Goal.
Copy out every line of the data below, requests included, multiplying each coordinate in the answers by 1.75 and rounding to whole numbers, with halves rounded up. Omit the pictures.

◆ ◆ ◆ ◆ ◆

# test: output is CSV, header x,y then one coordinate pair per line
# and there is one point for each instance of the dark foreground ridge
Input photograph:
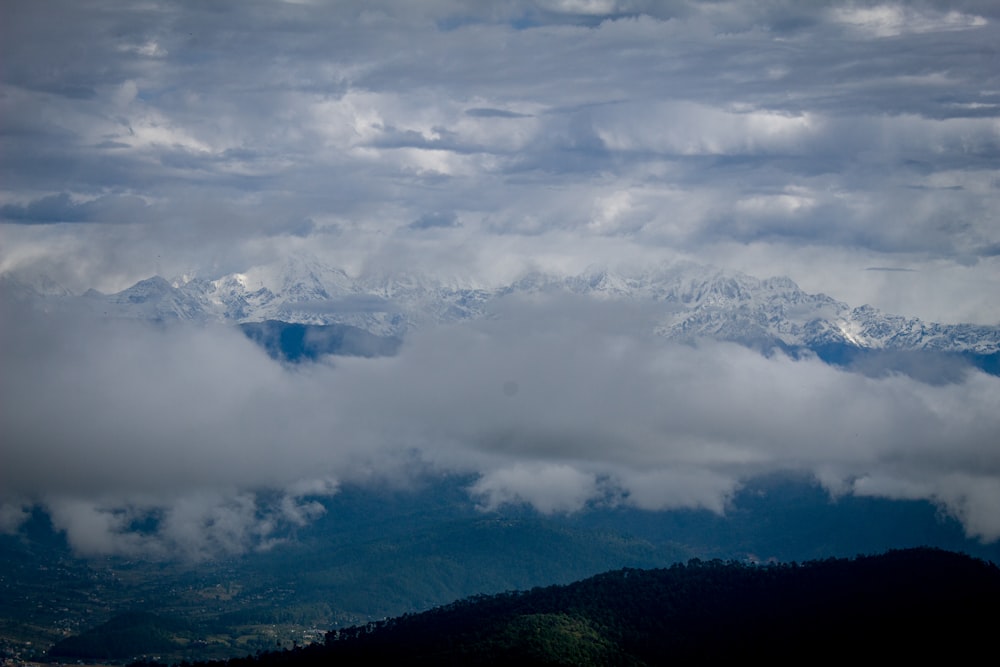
x,y
911,603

◆ ◆ ◆ ◆ ◆

The answer.
# test: output is CSV, header x,y then one coordinate pair per line
# and there is one point for each instance of the dark foreground ridge
Input photograph:
x,y
1594,1055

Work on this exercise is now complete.